--- start Page text ---

It’s simple: The story we’re talking about should be rewritten, in the same language, but from right to left. That is, starting when the Arab’s body was still alive, going down the narrow streets that led to his demise, giving him a name…So one reason for learning this language was to tell this story for my brother, the friend of the sun. Seems unlikely to you? You’re wrong. I had to find the response nobody wanted to give me when I needed it. You drink a language, you speak a language, and one day it owns you…(7)

The Meursault Investigation is about how we understand things, how we construct naratives around events. How European narratives erase non-whites, push them into the background, into the scenery, into simple provocations or plot twists that facilitate the drama experienced by white males.

The way counter-narratives must be constructed.

Without realizing it, and years before I learned to read, I rejected the absurdity of his death, and I needed a story to give him a shroud. (21)

There is so much here about language, the differences between Arabic and French, the limitations and liberations of each. In this it shares space with Assia Djebar, though from such different perspectives I love how they each grapple with the same questions.

Language and the construction of narrative.

For a long time, not a year passed without my mother swearing she’d found Musa’s body, heard his breathing or his footstep…And for a long time, that would make me feel impossibly ashamed of her–and later, it pushed me to learn a language that could serve as a barrier between her frenzies and me. Yes, the language. The one I read, the one I speak today, the one that’s not hers. Hers is rich, full of imagery, vitality, sudden jolts, and improvisations, but not too big on precision. Mama’s grief lasted so long that she needed a new idiom to express it in… I had to learn a language other than that one. To survive…Books and your hero’s language gradually enabled me to name things differently and to organize the world with my own words. (37)

She tells and retells, invents and reinvents narratives around his brother — they are so strong they smother him, contain him so that he cannot be himself, must always live in his brother’s shadow. One aspect of the violence of language, brought to life through loss and longing and obsession.

This explores another violence that can be found in words, in silences, in storytelling:

But Musa’s body will remain a mystery. There’s not a word in the book about it. That’s denial of a shockingly violent kind, don’t you think? As soon as the shot is fired, the murderer turns around, heading for a mystery he considers worthier of interest than the Arab’s life. (46)

A violence possible only through the construction of other, through conquest. What the colonised share in common around the world conquered by whites:

Arab. I never felt Arab, you know. Arab-ness is like Negro-ness, which only exists in the white man’s eyes. In our neighbourhood, in our world, we were Muslims, we had given names, faces, and habits. Period. The others were “the strangers,”… (60)

These strangers for the narrator are the Meursaults, the numberless faceless figures of occupation and oppression.

--- end Page text ---
--- start Listed records ---

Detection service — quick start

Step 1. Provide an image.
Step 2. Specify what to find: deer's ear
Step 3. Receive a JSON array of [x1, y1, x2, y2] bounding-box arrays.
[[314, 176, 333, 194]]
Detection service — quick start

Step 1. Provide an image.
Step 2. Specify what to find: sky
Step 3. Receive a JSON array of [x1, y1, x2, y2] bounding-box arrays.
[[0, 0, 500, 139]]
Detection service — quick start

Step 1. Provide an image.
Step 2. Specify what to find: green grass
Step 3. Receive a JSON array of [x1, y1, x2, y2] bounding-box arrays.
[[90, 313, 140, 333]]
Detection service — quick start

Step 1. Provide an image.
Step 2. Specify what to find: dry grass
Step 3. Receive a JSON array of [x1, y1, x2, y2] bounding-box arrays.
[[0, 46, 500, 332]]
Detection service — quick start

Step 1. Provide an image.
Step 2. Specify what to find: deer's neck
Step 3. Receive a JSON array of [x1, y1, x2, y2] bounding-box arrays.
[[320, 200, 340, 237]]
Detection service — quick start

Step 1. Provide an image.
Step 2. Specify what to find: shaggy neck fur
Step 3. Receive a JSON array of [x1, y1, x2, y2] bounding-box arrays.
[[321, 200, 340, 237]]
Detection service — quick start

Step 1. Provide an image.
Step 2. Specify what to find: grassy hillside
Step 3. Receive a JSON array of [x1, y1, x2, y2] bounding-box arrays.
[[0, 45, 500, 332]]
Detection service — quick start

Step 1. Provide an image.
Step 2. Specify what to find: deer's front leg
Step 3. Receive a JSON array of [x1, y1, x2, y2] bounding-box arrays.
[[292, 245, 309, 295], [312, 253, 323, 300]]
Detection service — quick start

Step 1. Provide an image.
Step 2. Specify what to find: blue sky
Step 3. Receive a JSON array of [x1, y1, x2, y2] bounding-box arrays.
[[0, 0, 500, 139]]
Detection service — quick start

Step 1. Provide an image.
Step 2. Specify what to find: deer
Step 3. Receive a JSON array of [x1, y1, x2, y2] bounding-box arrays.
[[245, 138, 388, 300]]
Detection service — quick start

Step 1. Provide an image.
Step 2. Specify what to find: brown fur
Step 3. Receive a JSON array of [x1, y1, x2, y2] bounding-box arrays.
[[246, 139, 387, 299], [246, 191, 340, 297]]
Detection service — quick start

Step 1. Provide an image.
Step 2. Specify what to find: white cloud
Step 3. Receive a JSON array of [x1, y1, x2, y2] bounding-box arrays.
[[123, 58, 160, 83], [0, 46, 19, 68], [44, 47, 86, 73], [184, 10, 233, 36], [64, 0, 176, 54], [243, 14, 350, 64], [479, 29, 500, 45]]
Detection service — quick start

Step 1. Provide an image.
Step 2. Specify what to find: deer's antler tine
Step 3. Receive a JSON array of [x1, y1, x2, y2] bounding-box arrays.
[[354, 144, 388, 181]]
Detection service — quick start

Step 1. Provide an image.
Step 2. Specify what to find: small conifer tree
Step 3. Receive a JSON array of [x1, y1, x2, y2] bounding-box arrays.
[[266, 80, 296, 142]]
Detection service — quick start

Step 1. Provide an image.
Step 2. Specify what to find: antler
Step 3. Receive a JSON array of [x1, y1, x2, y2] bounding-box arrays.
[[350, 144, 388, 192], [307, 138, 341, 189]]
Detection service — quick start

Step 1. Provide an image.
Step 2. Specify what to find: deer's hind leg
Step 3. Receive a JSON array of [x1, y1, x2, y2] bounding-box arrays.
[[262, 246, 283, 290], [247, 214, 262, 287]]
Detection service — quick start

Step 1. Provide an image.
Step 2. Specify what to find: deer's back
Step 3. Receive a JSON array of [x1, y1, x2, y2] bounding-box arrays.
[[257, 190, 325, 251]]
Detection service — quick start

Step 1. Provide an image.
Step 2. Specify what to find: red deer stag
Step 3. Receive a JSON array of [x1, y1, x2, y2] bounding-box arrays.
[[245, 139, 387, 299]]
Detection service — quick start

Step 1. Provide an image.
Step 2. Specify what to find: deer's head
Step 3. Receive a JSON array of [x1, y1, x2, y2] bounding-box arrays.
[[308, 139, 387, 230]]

--- end Listed records ---

**Prompt**
Please translate this sentence from the passage on The Meursault Investigation into Spanish: "These strangers for the narrator are the Meursaults, the numberless faceless figures of occupation and oppression." The records have no connection to the passage on The Meursault Investigation.

**The response**
Para el narrador, estos extraños son los Meursault, las innumerables figuras sin rostro de la ocupación y la opresión.